**Task prompt**
What is needed is a copy of each line in the listing below that contains "pink".

**Record set**
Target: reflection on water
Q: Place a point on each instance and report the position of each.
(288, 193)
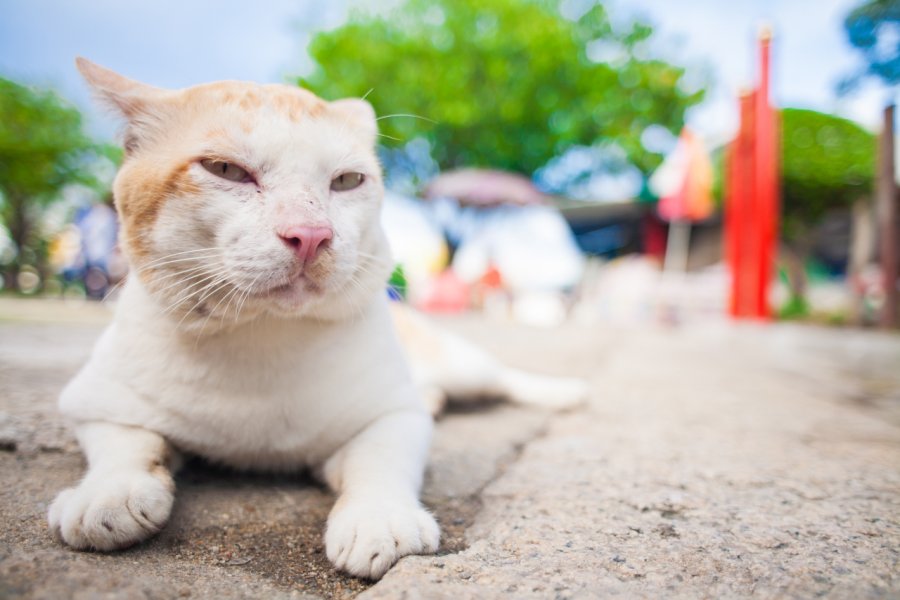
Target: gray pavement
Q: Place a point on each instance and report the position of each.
(719, 461)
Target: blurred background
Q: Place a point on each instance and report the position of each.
(546, 161)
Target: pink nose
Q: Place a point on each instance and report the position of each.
(306, 241)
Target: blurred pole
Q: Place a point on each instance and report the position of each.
(862, 247)
(766, 184)
(886, 193)
(678, 243)
(739, 214)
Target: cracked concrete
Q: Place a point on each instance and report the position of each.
(720, 461)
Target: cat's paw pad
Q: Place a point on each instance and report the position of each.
(366, 538)
(112, 511)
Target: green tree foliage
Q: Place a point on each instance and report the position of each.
(827, 163)
(873, 28)
(507, 83)
(42, 149)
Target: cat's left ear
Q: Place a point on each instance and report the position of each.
(359, 112)
(129, 97)
(144, 106)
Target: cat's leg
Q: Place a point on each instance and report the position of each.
(378, 517)
(126, 495)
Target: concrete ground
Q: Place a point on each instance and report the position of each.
(712, 462)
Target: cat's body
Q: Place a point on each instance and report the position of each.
(255, 330)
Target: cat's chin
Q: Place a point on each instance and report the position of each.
(293, 296)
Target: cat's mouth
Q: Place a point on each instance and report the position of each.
(296, 288)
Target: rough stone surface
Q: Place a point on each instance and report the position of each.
(719, 461)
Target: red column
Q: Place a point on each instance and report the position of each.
(751, 218)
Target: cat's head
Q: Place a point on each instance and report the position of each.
(243, 198)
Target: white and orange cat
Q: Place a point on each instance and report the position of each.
(255, 330)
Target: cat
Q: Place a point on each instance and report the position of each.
(255, 330)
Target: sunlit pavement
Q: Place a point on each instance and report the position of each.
(711, 461)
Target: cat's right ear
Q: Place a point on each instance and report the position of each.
(141, 104)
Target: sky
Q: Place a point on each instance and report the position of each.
(179, 43)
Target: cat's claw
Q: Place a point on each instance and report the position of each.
(365, 538)
(113, 510)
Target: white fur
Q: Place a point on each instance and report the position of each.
(225, 345)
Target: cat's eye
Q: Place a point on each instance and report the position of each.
(347, 181)
(226, 170)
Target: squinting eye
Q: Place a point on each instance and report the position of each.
(229, 171)
(347, 181)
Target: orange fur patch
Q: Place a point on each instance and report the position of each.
(140, 192)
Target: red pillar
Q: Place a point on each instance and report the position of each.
(752, 200)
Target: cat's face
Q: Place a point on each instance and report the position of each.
(238, 198)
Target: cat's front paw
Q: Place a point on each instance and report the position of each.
(365, 538)
(112, 510)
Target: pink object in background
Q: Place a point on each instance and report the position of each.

**Response to this exercise**
Target: pink nose
Target: pink object in background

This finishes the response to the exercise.